En 202 avant notre ère, Rome sortait d’une des guerres les plus difficiles de son histoire. Les pertes avaient été considérables. Au lendemain de Trasimène ou de Cannes, il s’en était fallu de bien peu qu’Hannibal l’emportât. Un effort considérable avait été nécessaire pour sortir de la crise, renverser la situation et permettre la victoire. La cité qui venait de l’emporter était démographiquement épuisée mais psychologiquement et moralement plus sûre d’elle-même qu’elle ne l’avait jamais été.
La guerre avait été des plus difficiles. On ne reviendra pas sur les causes qui l’avaient provoquée. La première guerre punique avait révélé l’opposition de Carthage et de Rome pour la domination de la Méditerranée occidentale. La seconde fut l’occasion d’un affrontement décisif. En 218, Hannibal se mit en campagne. Il quitta l’Espagne, traversa la Gaule méridionale, franchit les Alpes et envahit l’Italie. Ces premières opérations furent marquées par le succès. Il surprit les Romains en arrivant dans la plaine du Pô et les battit aussitôt sur le Tessin puis à la Trébie. Dès lors, une grande partie des populations celtes, les Boïens et les Insubres notamment, qui venaient à peine d’être soumises, se joignirent à lui. En 217, il poursuivit l’offensive, vainquit l’armée romaine dans l’embuscade du lac Trasimène et gagna les régions méridionales. 216 fut pour les Romains l’année de la catastrophe : à Cannes, presque toute l’armée qui était opposée à Hannibal fut massacrée. Une grande partie des alliés italiens de Rome fit alors défection : la plupart des peuples et des cités d’Italie méridionale et ceux des Gaulois de Cisalpine qui ne l’avaient pas encore fait. Les uns parce qu’ils étaient soumis à la pression de l’armée victorieuse et n’avaient guère d’autre choix. D’autres, comme Capoue, parce qu’ils aspiraient à s’émanciper de la domination romaine.
Les Romains résistèrent malgré tout et réussirent à mener les opérations sur deux fronts. En Italie et en Sicile même, où, petit à petit, ils parvinrent à reconquérir les régions perdues ; Syracuse et Capoue en 211, Tarente en 209 et Locres en 205. Et en Espagne, où des légions, commandées à partir de 210 par le jeune Cornelius Scipion, allèrent combattre les Carthaginois dans leurs propres possessions. Dix ans de guerre d’usure finirent par se révéler efficaces et leur permirent de renverser la situation. En 204, Scipion fut chargé de conduire un autre corps expéditionnaire en Afrique. Hannibal fut rappelé par ses compatriotes. En 202, les deux chefs s’affrontèrent à Zama et Scipion l’emporta.

** Données extraites **
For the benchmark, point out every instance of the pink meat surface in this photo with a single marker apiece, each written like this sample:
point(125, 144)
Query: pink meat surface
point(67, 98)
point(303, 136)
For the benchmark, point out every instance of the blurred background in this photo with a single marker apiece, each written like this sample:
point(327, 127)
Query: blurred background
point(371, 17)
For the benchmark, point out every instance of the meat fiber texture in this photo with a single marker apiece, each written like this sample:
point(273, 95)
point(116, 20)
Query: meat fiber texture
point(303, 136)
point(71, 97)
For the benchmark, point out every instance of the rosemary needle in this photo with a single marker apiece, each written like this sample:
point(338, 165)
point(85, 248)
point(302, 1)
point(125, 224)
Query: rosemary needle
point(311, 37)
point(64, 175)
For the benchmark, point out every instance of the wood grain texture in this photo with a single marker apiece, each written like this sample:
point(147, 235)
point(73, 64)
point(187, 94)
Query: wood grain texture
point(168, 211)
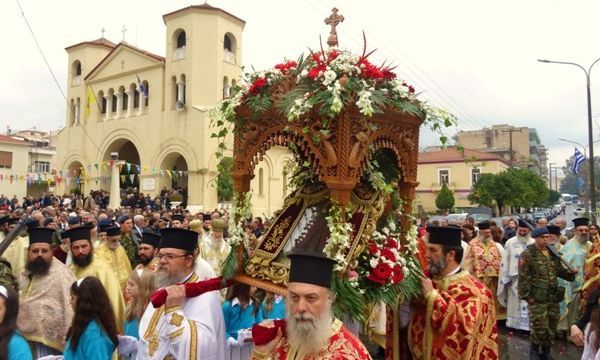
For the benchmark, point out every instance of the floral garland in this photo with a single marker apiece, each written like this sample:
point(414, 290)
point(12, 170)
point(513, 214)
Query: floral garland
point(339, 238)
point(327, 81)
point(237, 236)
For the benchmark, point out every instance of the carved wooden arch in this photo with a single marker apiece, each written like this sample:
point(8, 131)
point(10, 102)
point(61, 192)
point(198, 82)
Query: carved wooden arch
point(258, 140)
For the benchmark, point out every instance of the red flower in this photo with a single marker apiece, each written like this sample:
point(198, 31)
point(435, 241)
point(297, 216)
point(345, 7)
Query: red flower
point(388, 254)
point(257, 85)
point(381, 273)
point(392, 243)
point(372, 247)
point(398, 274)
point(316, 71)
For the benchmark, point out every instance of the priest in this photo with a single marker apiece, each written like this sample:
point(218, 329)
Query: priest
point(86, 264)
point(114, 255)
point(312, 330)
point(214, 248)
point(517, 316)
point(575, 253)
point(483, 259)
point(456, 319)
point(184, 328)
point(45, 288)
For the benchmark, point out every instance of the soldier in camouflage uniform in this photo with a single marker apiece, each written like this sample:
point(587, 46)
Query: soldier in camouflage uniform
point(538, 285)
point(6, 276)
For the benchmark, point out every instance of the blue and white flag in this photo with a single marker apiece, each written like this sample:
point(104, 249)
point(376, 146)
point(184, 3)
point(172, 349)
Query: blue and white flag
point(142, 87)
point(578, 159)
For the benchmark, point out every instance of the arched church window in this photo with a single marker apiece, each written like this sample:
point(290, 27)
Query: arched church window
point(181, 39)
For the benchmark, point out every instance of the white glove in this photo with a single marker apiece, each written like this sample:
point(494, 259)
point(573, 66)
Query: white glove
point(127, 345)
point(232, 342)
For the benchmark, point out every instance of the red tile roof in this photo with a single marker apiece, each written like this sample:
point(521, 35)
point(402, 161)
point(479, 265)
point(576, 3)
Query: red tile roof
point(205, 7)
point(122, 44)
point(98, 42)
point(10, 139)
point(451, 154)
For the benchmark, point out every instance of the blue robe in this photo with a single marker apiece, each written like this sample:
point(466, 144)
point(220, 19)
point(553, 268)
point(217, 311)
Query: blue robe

==

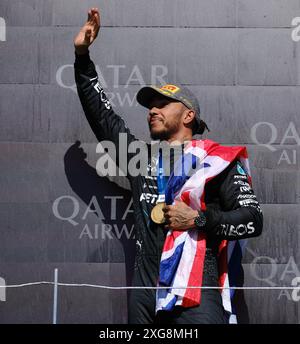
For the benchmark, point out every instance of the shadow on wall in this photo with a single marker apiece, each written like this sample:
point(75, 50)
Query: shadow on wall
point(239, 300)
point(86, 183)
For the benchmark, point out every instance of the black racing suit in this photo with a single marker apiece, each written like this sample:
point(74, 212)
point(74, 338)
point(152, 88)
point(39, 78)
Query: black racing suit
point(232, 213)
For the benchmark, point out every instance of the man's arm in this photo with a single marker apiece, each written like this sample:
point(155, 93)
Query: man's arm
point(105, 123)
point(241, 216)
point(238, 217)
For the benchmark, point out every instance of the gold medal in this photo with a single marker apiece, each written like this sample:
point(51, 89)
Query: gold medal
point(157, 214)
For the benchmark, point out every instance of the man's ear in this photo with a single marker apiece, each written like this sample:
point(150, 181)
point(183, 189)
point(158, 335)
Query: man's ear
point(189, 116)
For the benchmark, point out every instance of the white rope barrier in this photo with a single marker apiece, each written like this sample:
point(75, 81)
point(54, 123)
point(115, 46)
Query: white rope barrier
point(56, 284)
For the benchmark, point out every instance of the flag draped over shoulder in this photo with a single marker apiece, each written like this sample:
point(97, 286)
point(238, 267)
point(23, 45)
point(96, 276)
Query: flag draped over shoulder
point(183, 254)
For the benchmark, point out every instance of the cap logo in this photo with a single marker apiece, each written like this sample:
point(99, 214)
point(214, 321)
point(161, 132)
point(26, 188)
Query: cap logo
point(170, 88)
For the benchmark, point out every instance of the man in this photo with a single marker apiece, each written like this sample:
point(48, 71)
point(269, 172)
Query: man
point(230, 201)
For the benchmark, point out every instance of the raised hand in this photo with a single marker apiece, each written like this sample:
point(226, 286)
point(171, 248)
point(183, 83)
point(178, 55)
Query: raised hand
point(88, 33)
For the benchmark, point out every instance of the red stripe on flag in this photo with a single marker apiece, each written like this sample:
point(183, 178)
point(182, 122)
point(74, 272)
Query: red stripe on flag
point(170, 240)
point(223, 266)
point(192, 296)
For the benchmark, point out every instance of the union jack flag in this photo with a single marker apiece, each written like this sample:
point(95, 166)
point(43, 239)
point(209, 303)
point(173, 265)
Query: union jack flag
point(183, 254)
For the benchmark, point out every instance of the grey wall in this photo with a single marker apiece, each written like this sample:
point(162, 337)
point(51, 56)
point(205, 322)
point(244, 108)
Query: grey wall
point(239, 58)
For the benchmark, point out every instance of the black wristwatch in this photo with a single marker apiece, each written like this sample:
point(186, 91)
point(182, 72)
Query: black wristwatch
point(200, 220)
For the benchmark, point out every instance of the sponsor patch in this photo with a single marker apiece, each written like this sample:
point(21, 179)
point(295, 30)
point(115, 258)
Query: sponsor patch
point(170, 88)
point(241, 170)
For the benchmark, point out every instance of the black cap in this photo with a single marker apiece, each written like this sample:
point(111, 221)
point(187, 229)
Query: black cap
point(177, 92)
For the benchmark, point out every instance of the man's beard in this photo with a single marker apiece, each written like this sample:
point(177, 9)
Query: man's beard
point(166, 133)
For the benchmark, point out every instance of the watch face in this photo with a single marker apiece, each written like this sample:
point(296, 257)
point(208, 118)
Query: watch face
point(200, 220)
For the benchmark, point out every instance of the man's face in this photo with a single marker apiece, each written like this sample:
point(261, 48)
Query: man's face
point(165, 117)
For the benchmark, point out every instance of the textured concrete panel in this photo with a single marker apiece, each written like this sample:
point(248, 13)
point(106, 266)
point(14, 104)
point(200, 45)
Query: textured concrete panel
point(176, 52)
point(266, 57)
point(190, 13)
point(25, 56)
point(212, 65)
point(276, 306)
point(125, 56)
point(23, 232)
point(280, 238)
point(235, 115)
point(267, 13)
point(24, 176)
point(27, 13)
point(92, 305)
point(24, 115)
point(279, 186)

** Ce qu'il faut faire **
(1) Répondez s'il vous plaît aux questions suivantes sur le texte consacré à la guerre contre Hannibal :
(a) En quelle année Hannibal se mit-il en campagne ?
(b) Quelles populations celtes le texte nomme-t-il parmi celles qui se joignirent à lui ?
(c) Dans quel lieu les deux chefs s'affrontèrent-ils en 202 ?
(2) Dans le texte consacré à la guerre contre Hannibal, reprenez le passage qui s'ouvre sur les mots contenant "Les Romains résistèrent" et se ferme sur "et Scipion l’emporta.", en rebaptisant "Tarente" en "Tarentum".

** Résultats par tâche **
(1)
(a) En 218.
(b) Les Boïens et les Insubres.
(c) À Zama.

(2)
Les Romains résistèrent malgré tout et réussirent à mener les opérations sur deux fronts. En Italie et en Sicile même, où, petit à petit, ils parvinrent à reconquérir les régions perdues ; Syracuse et Capoue en 211, Tarentum en 209 et Locres en 205. Et en Espagne, où des légions, commandées à partir de 210 par le jeune Cornelius Scipion, allèrent combattre les Carthaginois dans leurs propres possessions. Dix ans de guerre d’usure finirent par se révéler efficaces et leur permirent de renverser la situation. En 204, Scipion fut chargé de conduire un autre corps expéditionnaire en Afrique. Hannibal fut rappelé par ses compatriotes. En 202, les deux chefs s’affrontèrent à Zama et Scipion l’emporta.